Exercise requirements. Without omission or alteration, write out all of the data.

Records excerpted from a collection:
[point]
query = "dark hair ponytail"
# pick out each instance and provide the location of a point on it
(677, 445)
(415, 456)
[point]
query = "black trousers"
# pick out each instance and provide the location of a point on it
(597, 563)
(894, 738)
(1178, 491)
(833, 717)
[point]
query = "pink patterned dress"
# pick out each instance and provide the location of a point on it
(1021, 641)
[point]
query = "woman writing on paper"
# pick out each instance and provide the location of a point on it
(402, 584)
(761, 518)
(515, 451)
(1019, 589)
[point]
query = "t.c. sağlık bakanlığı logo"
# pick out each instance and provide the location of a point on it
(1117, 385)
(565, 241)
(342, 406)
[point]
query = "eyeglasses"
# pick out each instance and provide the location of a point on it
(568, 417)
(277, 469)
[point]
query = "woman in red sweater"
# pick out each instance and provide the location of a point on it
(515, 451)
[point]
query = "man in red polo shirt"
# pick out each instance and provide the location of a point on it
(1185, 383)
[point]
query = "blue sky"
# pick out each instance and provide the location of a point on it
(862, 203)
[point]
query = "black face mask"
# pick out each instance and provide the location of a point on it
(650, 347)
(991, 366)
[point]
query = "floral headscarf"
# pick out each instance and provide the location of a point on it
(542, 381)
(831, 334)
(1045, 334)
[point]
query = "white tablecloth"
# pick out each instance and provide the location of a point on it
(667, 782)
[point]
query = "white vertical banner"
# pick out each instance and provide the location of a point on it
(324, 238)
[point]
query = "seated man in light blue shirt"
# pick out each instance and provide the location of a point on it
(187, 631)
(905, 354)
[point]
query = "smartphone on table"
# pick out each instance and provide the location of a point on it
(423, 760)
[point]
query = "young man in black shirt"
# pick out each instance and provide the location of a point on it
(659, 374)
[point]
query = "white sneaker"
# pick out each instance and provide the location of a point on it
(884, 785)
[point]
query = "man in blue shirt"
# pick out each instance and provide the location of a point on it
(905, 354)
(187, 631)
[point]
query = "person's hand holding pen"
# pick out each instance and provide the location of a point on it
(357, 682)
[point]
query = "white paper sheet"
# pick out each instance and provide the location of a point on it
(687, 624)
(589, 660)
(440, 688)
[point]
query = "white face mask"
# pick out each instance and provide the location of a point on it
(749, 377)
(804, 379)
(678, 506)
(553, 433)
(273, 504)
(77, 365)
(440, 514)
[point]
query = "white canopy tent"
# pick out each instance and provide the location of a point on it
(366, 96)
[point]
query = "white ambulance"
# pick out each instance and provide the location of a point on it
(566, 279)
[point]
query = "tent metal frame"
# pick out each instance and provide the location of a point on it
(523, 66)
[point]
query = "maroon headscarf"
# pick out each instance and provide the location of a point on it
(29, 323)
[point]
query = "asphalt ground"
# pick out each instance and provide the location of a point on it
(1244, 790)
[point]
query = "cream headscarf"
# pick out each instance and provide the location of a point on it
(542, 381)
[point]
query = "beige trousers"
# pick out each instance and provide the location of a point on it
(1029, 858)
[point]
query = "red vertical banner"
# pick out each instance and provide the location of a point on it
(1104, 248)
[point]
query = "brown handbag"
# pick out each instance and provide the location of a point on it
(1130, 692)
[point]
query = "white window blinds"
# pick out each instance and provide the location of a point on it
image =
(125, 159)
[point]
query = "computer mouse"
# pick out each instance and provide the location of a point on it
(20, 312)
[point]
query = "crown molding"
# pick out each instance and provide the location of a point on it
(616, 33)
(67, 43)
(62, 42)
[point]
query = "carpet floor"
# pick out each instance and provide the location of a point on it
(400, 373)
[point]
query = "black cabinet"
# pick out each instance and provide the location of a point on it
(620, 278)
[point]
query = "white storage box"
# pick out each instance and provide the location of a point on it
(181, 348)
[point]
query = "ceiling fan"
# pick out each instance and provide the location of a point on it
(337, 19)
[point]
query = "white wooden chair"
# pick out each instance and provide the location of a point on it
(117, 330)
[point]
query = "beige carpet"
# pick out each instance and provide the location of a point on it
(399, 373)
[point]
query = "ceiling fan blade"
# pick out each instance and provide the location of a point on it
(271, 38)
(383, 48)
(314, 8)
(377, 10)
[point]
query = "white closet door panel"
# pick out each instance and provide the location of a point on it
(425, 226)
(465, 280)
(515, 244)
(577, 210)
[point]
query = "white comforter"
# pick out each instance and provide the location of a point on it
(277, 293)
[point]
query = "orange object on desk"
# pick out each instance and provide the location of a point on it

Answer.
[point]
query = "dark hair ponytail"
# pick out each instance and provide the location of a point on it
(677, 445)
(415, 456)
[point]
query = "black trousers"
# pick out each instance and provide the location of a point on it
(597, 563)
(894, 738)
(1178, 491)
(833, 717)
[point]
query = "pink patterned dress"
# pick out each instance and provide the location of a point on it
(1021, 641)
[point]
query = "woman writing on paper"
# pick out each instance and provide the location of a point on it
(402, 584)
(761, 518)
(515, 451)
(1019, 589)
[point]
query = "t.c. sağlık bakanlığı logo"
# pick out each instance and provide the location of a point on it
(1117, 385)
(565, 241)
(342, 406)
[point]
query = "eyeglasses"
# pick out each instance and provide the location of a point on it
(568, 417)
(277, 469)
[point]
query = "woman in red sweater"
# pick out each instance and provide the location of a point on it
(515, 451)
[point]
query = "man in red polo shirt"
# pick out each instance and provide the location of a point on it
(1185, 383)
[point]
query = "blue sky"
# pick out each instance and provide the location of a point on it
(862, 203)
[point]
query = "black face mask"
# pick out each instance and provide the location of a point on it
(650, 347)
(991, 366)
[point]
query = "floral headscarf"
# pick out each instance and provide the location of a point on it
(542, 381)
(831, 334)
(1045, 334)
[point]
query = "white tablecloth"
# pick out each instance and provide the location of a point on it
(667, 782)
[point]
query = "white vertical banner"
# pick out each instance and provide the location of a point on it
(324, 238)
[point]
query = "seated man in light blue shirt"
# pick out each instance and provide the location of a point on it
(187, 631)
(905, 354)
[point]
query = "smartphone on table"
# pick out each instance and provide the location of a point on it
(423, 760)
[point]
query = "young man in black shirt"
# pick out each instance and provide the location of a point on it
(659, 374)
[point]
query = "white sneaker"
# pick out each instance and provide the location of a point on it
(884, 785)
[point]
query = "man in blue shirt"
# pick out each instance and provide the location of a point on it
(905, 354)
(187, 631)
[point]
query = "person's hand holding pen"
# pick out each instance and provide the location of a point on it
(357, 682)
[point]
query = "white paper sheet"
# pick out each instance and provide the location of a point on it
(687, 624)
(589, 660)
(440, 688)
[point]
query = "white face mask"
# pick out each instance and provide the location of a point on it
(749, 377)
(804, 379)
(678, 506)
(553, 433)
(273, 504)
(77, 365)
(440, 514)
[point]
query = "white canopy tent"
# pick out each instance and provide the location of a point on it
(366, 96)
[point]
query = "white ambulance"
# pick out each instance and provide the location of a point on it
(566, 279)
[point]
query = "tent metal frame"
# pick out each instance and provide the location of a point on it
(523, 66)
[point]
query = "maroon headscarf"
# pick out each instance and provide the location of a point on it
(29, 323)
[point]
query = "asphalt ground"
# pick out each instance and provide the location of a point on it
(1244, 790)
[point]
query = "cream headscarf"
# pick out each instance and provide the location of a point on it
(542, 381)
[point]
query = "beige trousers"
# pick out each instance and provide the location of a point on it
(1029, 858)
[point]
query = "red vertical banner"
# pick out each instance and provide the location of a point on it
(1104, 248)
[point]
query = "brown handbag"
# pick out each instance and provide the location of a point on it
(1130, 692)
[point]
query = "white window blinds"
# pick out each instance and provide the location of a point on it
image =
(125, 159)
[point]
query = "computer mouse"
# pick out each instance and provide the location of a point on it
(20, 312)
[point]
query = "crown molding"
# pick out each instance and provide the location of a point on it
(616, 33)
(67, 43)
(62, 42)
[point]
query = "carpet floor"
# pick out each instance and provide the location of a point on it
(400, 373)
[point]
query = "black cabinet"
# pick out each instance and provide the location of a point on it
(620, 278)
[point]
query = "white storage box"
# pick out each instance and provide the location of a point on it
(181, 348)
[point]
query = "ceiling fan"
# pick out each instance and provide the location of a point on it
(337, 19)
[point]
query = "white wooden chair"
# pick out each instance and provide the location of a point on it
(117, 330)
[point]
query = "beige carpet"
# pick out each instance and provide the location of a point on it
(399, 373)
[point]
query = "ceiling fan blade"
# pick out each instance and provide the location of a point on it
(271, 38)
(383, 48)
(314, 8)
(377, 10)
[point]
query = "white closet door panel"
# pick out each instance and provide the location of a point on it
(425, 226)
(465, 280)
(515, 244)
(577, 210)
[point]
query = "white comforter"
# pick out each instance and provide the location of a point on it
(277, 293)
[point]
query = "orange object on desk"
# pick out each instance and provide the location of a point on it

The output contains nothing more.